QUOTED PASSAGE =>
NDArray conversion to numpy array take time (around 350ms) with a simple data

Hi,

I have built & tuned successfully the mxnet gluoncv model, and the result (classIds, scores, boxes) of the model referenced is NDArray. I want to draw boxes of class Person only, so I need to select these results by the condition.

I got a big issue of performance with the tvm.runtime.ndarray.NDArray conversion. The conversion to numpy array always costs around 300ms.

>  for i, cl in enumerate(scores.asnumpy()[0]):
>             prop = cl[0]
>             if prop < 0.5:
>                 continue
>             cl_id = int(class_IDs.asnumpy()[0][i][0])
>             if voc_classes[cl_id] != 'person':
>                 continue
>             bbox = boxs.asnumpy()[0][i]
> 
>             
>             cv2.rectangle(frame, (int(bbox[0]), int(bbox[1])), (int(bbox[2]), int(bbox[3])), 0, 3)
> 
>             temboxes.append(bbox)
>             temscore.append(prop)

Is there any way or method that I can filter these results better?

Many thanks!!

There is actually one way to do zero-copy from numpy array to DLPack compatible arrays (like tvm ndarray, pytorch tensor, etc)

1 Like

Thank junrushao1994 !!

It is likely the inference hasn’t been finished when you call asnumpy(). That is why asnumpy takes some time to complete.

2 Likes

I think the same but it’s quite strange :frowning:

No it is not strange, it is expected. module.run() is async-ish, to be sure you can insert explicit sync after run()

1 Like

Hello! Could you tell me how to do zero-copy form numpy array to DLPack compatible arrays?

Hello! I met the same problem,could you tell me how to insert the explicit sync? I don’t know the whole function name it is. Thank you very much!

I think it is ctx.sync().

Yeah here is the example: dlpack/apps/from_numpy at main · dmlc/dlpack · GitHub. Note that we assume the array is on CPU because numpy arrays are cpu-only.

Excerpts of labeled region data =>
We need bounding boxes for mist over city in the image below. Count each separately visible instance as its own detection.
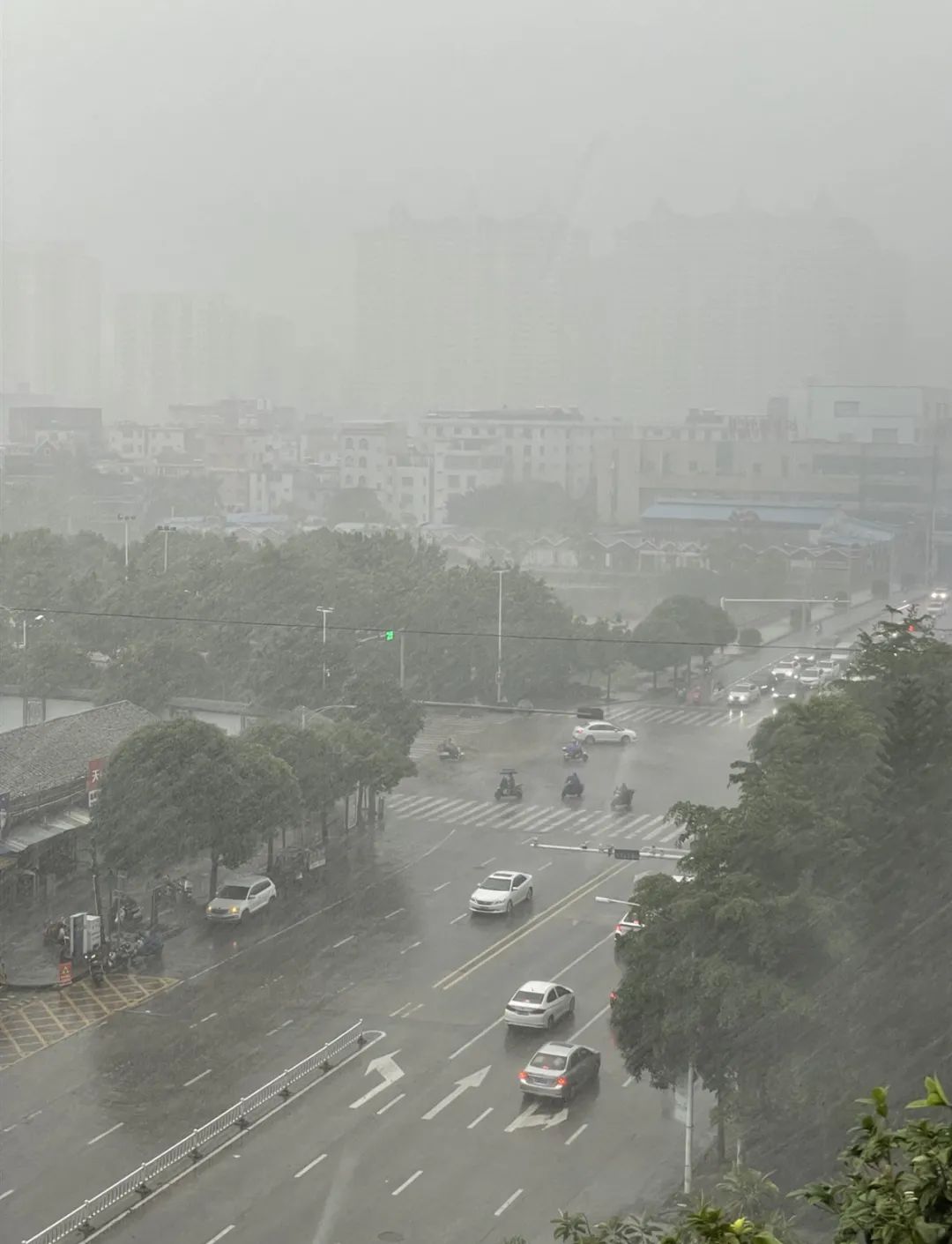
[0,7,952,1244]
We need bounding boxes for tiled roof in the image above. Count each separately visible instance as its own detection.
[0,700,158,800]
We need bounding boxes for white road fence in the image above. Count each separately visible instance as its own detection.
[24,1020,365,1244]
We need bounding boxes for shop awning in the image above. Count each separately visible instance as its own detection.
[3,808,90,854]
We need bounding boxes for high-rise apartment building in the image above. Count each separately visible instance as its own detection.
[0,245,102,403]
[605,203,904,421]
[353,212,587,417]
[115,293,295,420]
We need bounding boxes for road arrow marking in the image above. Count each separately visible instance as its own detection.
[351,1050,405,1110]
[423,1062,492,1121]
[507,1101,569,1132]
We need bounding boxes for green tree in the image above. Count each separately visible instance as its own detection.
[94,719,300,896]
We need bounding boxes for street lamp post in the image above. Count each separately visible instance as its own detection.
[156,523,178,575]
[315,605,333,696]
[117,514,136,570]
[495,570,508,704]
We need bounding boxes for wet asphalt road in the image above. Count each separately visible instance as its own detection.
[0,706,769,1244]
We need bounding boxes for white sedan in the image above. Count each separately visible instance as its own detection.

JOB 1 =>
In the forum thread on NDArray conversion, what call is suggested for inserting an explicit sync?
JOB 2 =>
Shift each bounding-box coordinate by -20 in the rows from the one containing "We need bounding boxes for shop" through the one containing "[0,706,769,1244]". Write out only those rows, requests included.
The thread and the rows were taken from unrelated sources.

ANSWER 1 =>
ctx.sync()

ANSWER 2 =>
We need bounding boxes for shop awning in the image above. Count each separately visible instance as its own detection.
[-17,788,70,834]
We need bounding boxes for high-rise apartment building in the image above. Count each separately visible instance as its own detection.
[-20,225,82,383]
[585,183,884,401]
[333,192,567,397]
[95,273,275,400]
We need bounding boxes for road arrow marking in the image above. Count each separately visible instance as its own detection.
[331,1030,385,1090]
[403,1042,472,1101]
[487,1081,549,1112]
We need bounding boxes for green tree in the image above. Count each separately visible instance as its own detection.
[74,699,280,876]
We need bounding boxes for street lamp post in the image above. Count each separately visible instance as its own detection.
[136,503,158,555]
[295,585,313,676]
[97,494,116,550]
[475,550,488,684]
We need bounding boxes for wet asphalt road in the image above. Count each separately visible instance as its own detection.
[-20,686,749,1224]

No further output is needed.